═════ SUPPLIED TEXT ═════

Laua-an has an agricultural-based economy with rice, sugarcane and corn as primary crops. About 4,267,264 has. are devoted to agricultural crop production representing 22.83% of the total land area of the municipality. Laua-an produce Rice, Corn, Vegetables, Peanuts, Mango, Banana, Abaca and other crops. It has 42 Day Care Centers, 12 Complete Elementary Schools and 4 Secondary Schools. In Health services, it has 1 Rural Health Center, 8 Barangay Health Stations and 13 Health & Nutrition Posts. Laua-an has a total of 76.065 km. of Barangay roads; 2.160 km. of municipal roads; 2.450 km. of provincial roads and 11.125 km. of National Roads. A mini-hydro project is being constructed at Brguy. San Ramon by Sun West Water and Electric Company and at Sitio Sadsadan, Barangay Maybunga and Villa Siga Bugasong. Four cell sites (Globe, Sun and Smart) were installed at Barangay Poblacion, Bagongbayan and Liya-Liya rerspectively. It is observed that even upland barangays have signal which contributed to the improvement of information technology in the area.

Farming is the major occupation of the people and fishing is the secondary source of income. The deep sea waters of Sulu Sea is abundant with fish and marine life like sardines, tuna, squids, mackerel, crabs and other seafoods which is a source of living for most residents.

═════ SUPPLIED ENTRIES ═════

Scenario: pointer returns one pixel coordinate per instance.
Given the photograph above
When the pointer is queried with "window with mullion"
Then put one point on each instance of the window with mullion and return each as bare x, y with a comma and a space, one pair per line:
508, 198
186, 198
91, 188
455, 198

═════

◆ **PROBLEM TO SOLVE**: Quote the entire text on Laua-an word for word. The material comes from a different source than the text on Laua-an.

◆ **PROBLEM SOLUTION**:
Laua-an has an agricultural-based economy with rice, sugarcane and corn as primary crops. About 4,267,264 has. are devoted to agricultural crop production representing 22.83% of the total land area of the municipality. Laua-an produce Rice, Corn, Vegetables, Peanuts, Mango, Banana, Abaca and other crops. It has 42 Day Care Centers, 12 Complete Elementary Schools and 4 Secondary Schools. In Health services, it has 1 Rural Health Center, 8 Barangay Health Stations and 13 Health & Nutrition Posts. Laua-an has a total of 76.065 km. of Barangay roads; 2.160 km. of municipal roads; 2.450 km. of provincial roads and 11.125 km. of National Roads. A mini-hydro project is being constructed at Brguy. San Ramon by Sun West Water and Electric Company and at Sitio Sadsadan, Barangay Maybunga and Villa Siga Bugasong. Four cell sites (Globe, Sun and Smart) were installed at Barangay Poblacion, Bagongbayan and Liya-Liya rerspectively. It is observed that even upland barangays have signal which contributed to the improvement of information technology in the area.

Farming is the major occupation of the people and fishing is the secondary source of income. The deep sea waters of Sulu Sea is abundant with fish and marine life like sardines, tuna, squids, mackerel, crabs and other seafoods which is a source of living for most residents.